What is required: Copy out the material below word for word, leaving out the pictures.

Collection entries
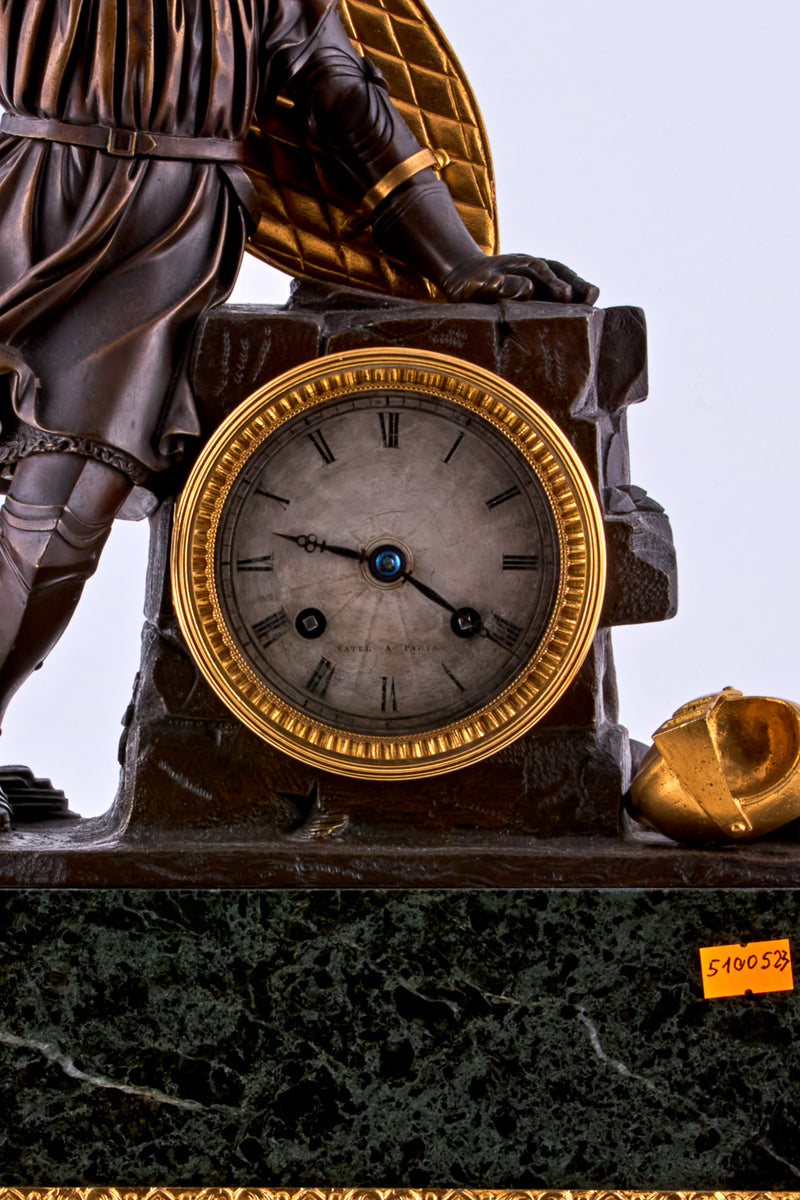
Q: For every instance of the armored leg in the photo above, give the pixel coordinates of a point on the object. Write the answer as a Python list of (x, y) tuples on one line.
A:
[(53, 527)]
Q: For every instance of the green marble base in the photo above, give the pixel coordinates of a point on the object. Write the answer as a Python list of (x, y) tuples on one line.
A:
[(488, 1038)]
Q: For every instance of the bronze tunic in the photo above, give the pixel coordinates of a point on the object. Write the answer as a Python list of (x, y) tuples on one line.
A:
[(107, 263)]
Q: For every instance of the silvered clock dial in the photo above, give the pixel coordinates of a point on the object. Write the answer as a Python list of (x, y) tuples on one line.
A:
[(389, 563)]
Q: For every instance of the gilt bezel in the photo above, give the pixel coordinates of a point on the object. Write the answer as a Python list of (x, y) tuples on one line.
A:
[(546, 673)]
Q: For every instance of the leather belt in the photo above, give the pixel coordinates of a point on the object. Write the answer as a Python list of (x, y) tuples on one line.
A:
[(122, 143)]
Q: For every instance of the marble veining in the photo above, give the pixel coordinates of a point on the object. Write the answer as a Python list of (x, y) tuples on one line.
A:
[(485, 1039)]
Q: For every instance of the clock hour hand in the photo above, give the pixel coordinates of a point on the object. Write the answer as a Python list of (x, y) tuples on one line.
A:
[(310, 543)]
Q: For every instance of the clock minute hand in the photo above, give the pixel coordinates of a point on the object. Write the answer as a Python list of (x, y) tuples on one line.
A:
[(310, 543), (469, 622), (428, 592)]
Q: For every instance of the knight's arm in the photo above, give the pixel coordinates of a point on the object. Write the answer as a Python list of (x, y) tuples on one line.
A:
[(352, 119)]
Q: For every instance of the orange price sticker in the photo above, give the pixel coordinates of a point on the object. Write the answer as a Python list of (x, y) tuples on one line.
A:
[(757, 966)]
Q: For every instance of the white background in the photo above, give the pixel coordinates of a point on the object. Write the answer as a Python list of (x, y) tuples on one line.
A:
[(651, 147)]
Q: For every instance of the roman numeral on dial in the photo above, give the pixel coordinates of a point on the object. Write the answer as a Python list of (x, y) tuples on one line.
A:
[(389, 430), (521, 562), (501, 497), (453, 448), (319, 443), (388, 695), (320, 677), (503, 631), (271, 628), (254, 564)]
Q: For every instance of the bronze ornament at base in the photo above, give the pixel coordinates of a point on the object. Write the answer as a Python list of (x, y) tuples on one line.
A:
[(723, 768)]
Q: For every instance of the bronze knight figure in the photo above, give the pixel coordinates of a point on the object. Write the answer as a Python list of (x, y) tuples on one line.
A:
[(124, 209)]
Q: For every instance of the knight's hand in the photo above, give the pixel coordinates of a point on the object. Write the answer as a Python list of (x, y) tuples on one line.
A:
[(516, 277)]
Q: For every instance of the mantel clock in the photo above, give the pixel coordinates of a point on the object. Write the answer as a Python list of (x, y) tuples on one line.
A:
[(389, 563)]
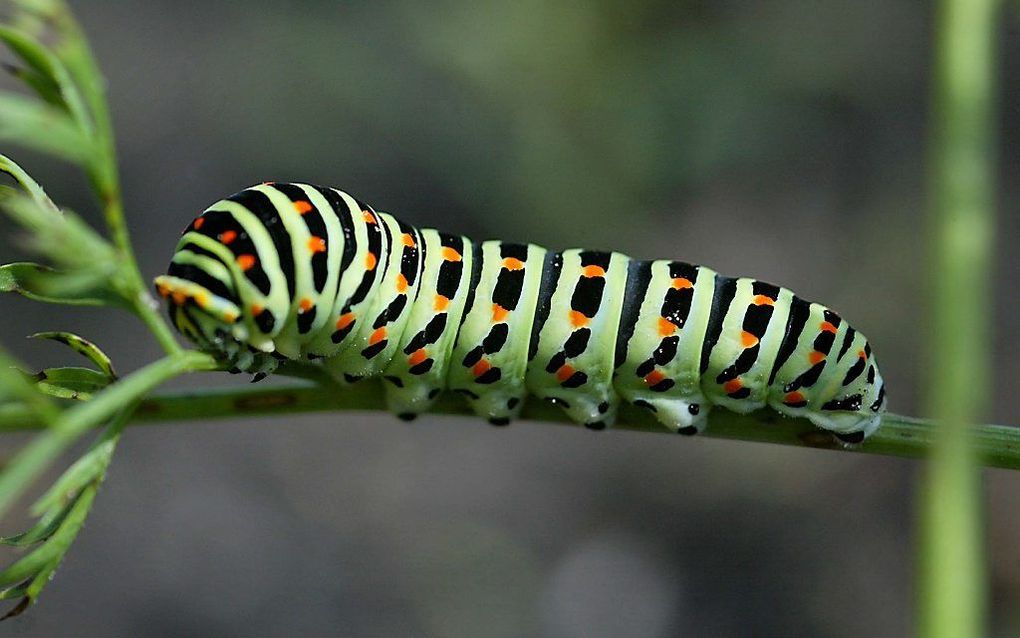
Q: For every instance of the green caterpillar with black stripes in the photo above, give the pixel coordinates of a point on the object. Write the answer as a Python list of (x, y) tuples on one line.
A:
[(301, 272)]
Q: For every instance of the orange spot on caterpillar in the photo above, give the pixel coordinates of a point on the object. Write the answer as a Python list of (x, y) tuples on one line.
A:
[(565, 372), (654, 378), (345, 320), (316, 244), (666, 327), (577, 320), (480, 367), (732, 386), (794, 397), (246, 261)]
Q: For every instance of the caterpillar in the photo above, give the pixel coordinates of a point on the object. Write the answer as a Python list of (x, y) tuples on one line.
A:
[(301, 272)]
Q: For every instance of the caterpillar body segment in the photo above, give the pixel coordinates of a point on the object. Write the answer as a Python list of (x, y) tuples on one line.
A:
[(296, 271), (490, 357)]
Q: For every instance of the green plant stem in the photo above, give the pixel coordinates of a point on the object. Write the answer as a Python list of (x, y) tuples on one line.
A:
[(952, 574), (38, 454), (998, 446)]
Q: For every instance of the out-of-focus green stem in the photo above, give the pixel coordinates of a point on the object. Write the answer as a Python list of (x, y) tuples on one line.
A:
[(38, 454), (952, 574), (999, 446)]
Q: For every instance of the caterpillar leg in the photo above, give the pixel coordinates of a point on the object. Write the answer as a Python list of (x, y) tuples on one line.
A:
[(677, 414)]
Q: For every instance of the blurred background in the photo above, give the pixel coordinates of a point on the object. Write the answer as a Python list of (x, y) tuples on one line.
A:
[(783, 140)]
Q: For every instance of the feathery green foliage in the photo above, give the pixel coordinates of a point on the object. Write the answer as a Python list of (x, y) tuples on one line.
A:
[(66, 116)]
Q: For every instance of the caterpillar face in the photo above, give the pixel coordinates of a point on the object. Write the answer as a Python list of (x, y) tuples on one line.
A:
[(295, 271)]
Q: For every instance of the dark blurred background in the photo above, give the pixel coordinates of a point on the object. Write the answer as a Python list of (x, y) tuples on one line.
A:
[(784, 140)]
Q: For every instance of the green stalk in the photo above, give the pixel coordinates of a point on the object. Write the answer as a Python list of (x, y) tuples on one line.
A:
[(45, 448), (998, 446), (952, 574)]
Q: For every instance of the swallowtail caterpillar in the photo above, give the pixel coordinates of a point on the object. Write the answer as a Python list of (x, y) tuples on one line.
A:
[(302, 272)]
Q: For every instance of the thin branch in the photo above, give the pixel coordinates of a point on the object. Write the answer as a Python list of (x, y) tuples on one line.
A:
[(74, 422), (999, 446)]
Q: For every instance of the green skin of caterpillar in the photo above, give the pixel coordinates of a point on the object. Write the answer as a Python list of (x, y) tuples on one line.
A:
[(495, 322)]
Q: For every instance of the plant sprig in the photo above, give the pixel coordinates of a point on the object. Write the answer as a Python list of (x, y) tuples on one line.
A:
[(66, 116)]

Exercise solution:
Q: For every instance of the armored leg in the photo above, give the pixel coordinates of a point on the object. Write the answer as a Python list of (x, y) tuples on one line.
A:
[(53, 527)]
Q: For every instance of the green marble base in the photo above, give the pixel coordinates of a point on the object. Write the answer as a Python list of (x, y) tuples on one line.
A:
[(488, 1038)]
Q: For every instance of the bronze tunic in the photo above, give the pixel coordinates of a point on the object. Write the answer as a Python list of (x, y) tuples on one line.
A:
[(107, 263)]
Q: For every instance of the silvered clock dial in the photo above, give the pixel coordinates of a point on the object. Write the answer as a Python list of (x, y) tuples on one line.
A:
[(389, 563)]
Q: For every instance of the gilt bezel in the photo above, give the pixel coordinates of a point on the object. Write the answer as a Python list of (x, y) tuples on one line.
A:
[(546, 673)]
Q: For every instance of the leather belt in the photo above, give the pixel coordinates of a point on the object. Write the answer as a Python list of (x, y) tuples on one line.
A:
[(122, 143)]
Q: For every instance of the marble veining in the photo above, give the pixel coordinates of a point on the object. Write the answer as a Python list of (x, y) tuples on one line.
A:
[(485, 1039)]
Q: For every instance of the clock hour hand in the photo above, give the pixel coordinates of a point on the object. Write the answer as a Python list of (x, y) tuples on one line.
A:
[(310, 543)]
Q: For every instance of the clock minute hand in the photo above, give the pixel coordinates of a point on the object. Write the answer as a Python list of (x, y) tuples on one line.
A:
[(310, 543), (469, 622), (428, 592)]
Q: For every instance of the knight's arm in the photo above, give the pixel coordinates of a point on the object. Write the answer as a Python list of (x, y) tuples on one line.
A:
[(352, 119)]
Q: For every instance of the orange price sticker in the photo above, give the pixel coordinates of a point on the object. Write the answer as a Python list of (x, y) tuples on one line.
A:
[(757, 966)]
Q: For every instance of the white background in the photo above, give the pixel coordinates of a point on the object. Write the answer as a Python list of (x, y) tuples on one line.
A:
[(651, 147)]
Q: For every instance of the roman numeral on dial in the photo above, give the pixel coordinates of a point on the object. Write the answer as a Python list of (x, y) tuples on one line.
A:
[(389, 430), (521, 562), (501, 497), (453, 448), (319, 443), (388, 695), (320, 677), (503, 631), (271, 628), (254, 564)]
Q: For every instance of the bronze ornament at base in the photo above, give the pixel coordinates of a point on the object. Write the answer as a Python list of (x, y) tuples on one line.
A:
[(723, 768)]
Q: For every instance of the bronze knight figure in the photo above, give the pixel coordinates of a point on the object. Write the answer as a Python list of (x, y) tuples on one line.
A:
[(124, 209)]
Q: For every instance of the knight's hand in the photo above, give the pixel coordinates of a point on the object. Write the answer as a Python list of (x, y) tuples on one line.
A:
[(516, 277)]
Q: For every instance of the mantel clock in the photo above, give the pixel coordinates of a point on the object. Write the answer as a Python list of (x, y) tuples on one line.
A:
[(389, 563)]
Q: For every instance of the green caterpillar with black stripes in the photo above, give the pixel coordinates of a point on the object. Write the answer as a Python list of (x, y) tuples on one line.
A:
[(301, 272)]
Q: For every instance of the orange spot on caterpillar in the photo above, give the pixel coordinates of a point on the object. Write the answer as a Python list of (x, y) tuples on one line.
A:
[(565, 372), (654, 378), (345, 320), (316, 244), (666, 327), (577, 320), (480, 367), (732, 386), (794, 397), (246, 261)]
Q: For every instance of the caterpillar in the photo above, give the pixel coordinates of a point on the object. Write the answer as a Python list of (x, y) tuples on one line.
A:
[(301, 272)]
Q: For every instance of the caterpillar body segment in the photo above, give the pixel coordinates of a point on the object. Write the answer as a Python list of (x, y) tuples on one line.
A:
[(296, 271), (490, 357)]
Q: For every instance of the green plant stem in the photo above, give the pixel coordinates of a point on the object. Write the answer as a Python list of (x, y) tuples on one line.
A:
[(952, 574), (38, 454), (998, 446)]
Q: For every instance of the out-of-focus green stem in the photo above, give the pixel coordinates of a point on the object. Write the answer as a Python list of (x, y) tuples on one line.
A:
[(38, 454), (952, 574), (999, 446)]
Q: For every instance of the caterpillar leg in the photo above, give the pixel coordinates of a point on the object. Write the answer as a Python list of (x, y) tuples on one line.
A:
[(677, 414)]
Q: For every instance of the blurred background in the photo above, give the pixel coordinates of a point on the object. Write the answer as a Python list of (x, y) tuples on one line.
A:
[(783, 140)]
Q: For every instance of the feathery green foliage in the photo above, give the pixel coordinates of a point on the object. Write the answer as a Python list of (x, y) tuples on one line.
A:
[(66, 116)]
Q: For every instance of the caterpillar face in the photo above, give the pixel coordinates of a point on the object. Write the answer as a Python list of (x, y) tuples on one line.
A:
[(295, 271)]
Q: For every instance of the dark blurred background in the photo above, give the pixel coordinates of a point on the object. Write the answer as a Python list of (x, y) tuples on one line.
A:
[(784, 140)]
Q: For every instance of the green stalk in the photo above, give the pixel coordinates of a point on the object. Write the answer as a Python list of (x, y) tuples on one line.
A:
[(45, 448), (998, 446), (952, 574)]
Q: For every instance of the swallowtail caterpillar in the photo above, give the pixel coordinates of a point on the object. Write the answer as a Python list of (x, y) tuples on one line.
A:
[(302, 272)]
Q: For every instance of the thin branch in the photo above, give the pixel coordinates of a point on the object. Write the answer as a Python list of (x, y) tuples on one line.
A:
[(74, 422), (999, 446)]
Q: For every instance of the green skin of caterpillar in the photo above, give the pixel coordinates of a point on the object. Write the answer as a Python list of (x, y) tuples on one line.
A:
[(495, 322)]
Q: For every instance of the plant sprig in the photo above, give the pixel coordinates of a point on the object. Write the answer as a Python list of (x, y) tuples on one line.
A:
[(66, 116)]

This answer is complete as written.